■ **PROBLEM DETAILS**: Recast the listing below as a numbered list with no blank lines, and leave the pictures out of your answer.

---------- THE DATA ----------

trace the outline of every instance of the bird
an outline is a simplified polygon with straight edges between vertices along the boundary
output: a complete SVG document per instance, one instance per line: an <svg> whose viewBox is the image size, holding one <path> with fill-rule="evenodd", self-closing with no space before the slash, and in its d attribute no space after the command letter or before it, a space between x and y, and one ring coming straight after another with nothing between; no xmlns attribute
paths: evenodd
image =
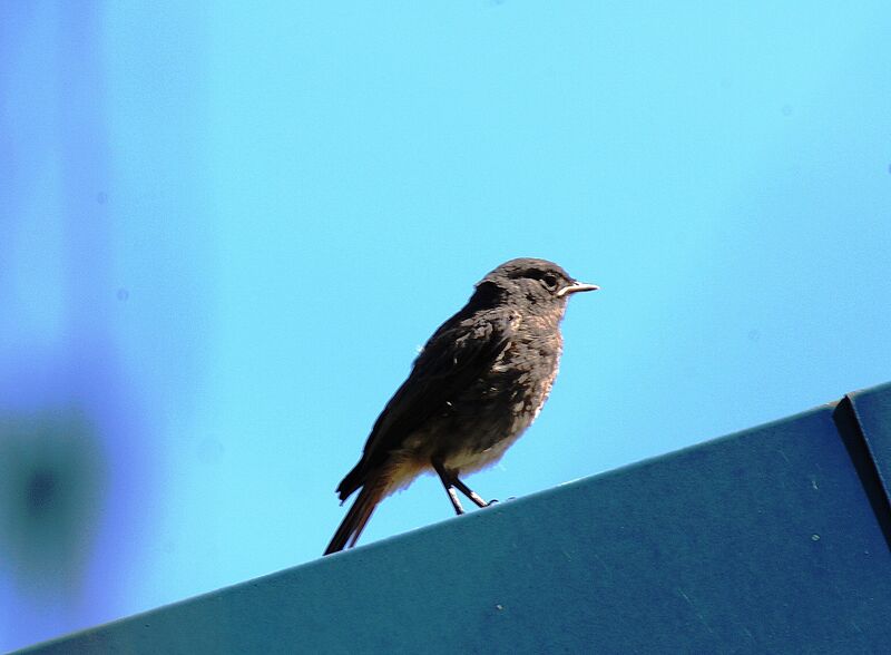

----------

■ **RESPONSE TO THE EXERCISE**:
1. trace the outline of every instance of the bird
2. an outline is a simplified polygon with straight edges between vertices along the boundary
3. output: a complete SVG document per instance, one instance per line: an <svg> whose viewBox is the image size, holding one <path> with fill-rule="evenodd", self-closing with no space before the slash, and in its d attribute no space after the command letter or before it, a space between x and y, and one ring coming straight after another with nothing between; no xmlns attribute
4. paths: evenodd
5. image =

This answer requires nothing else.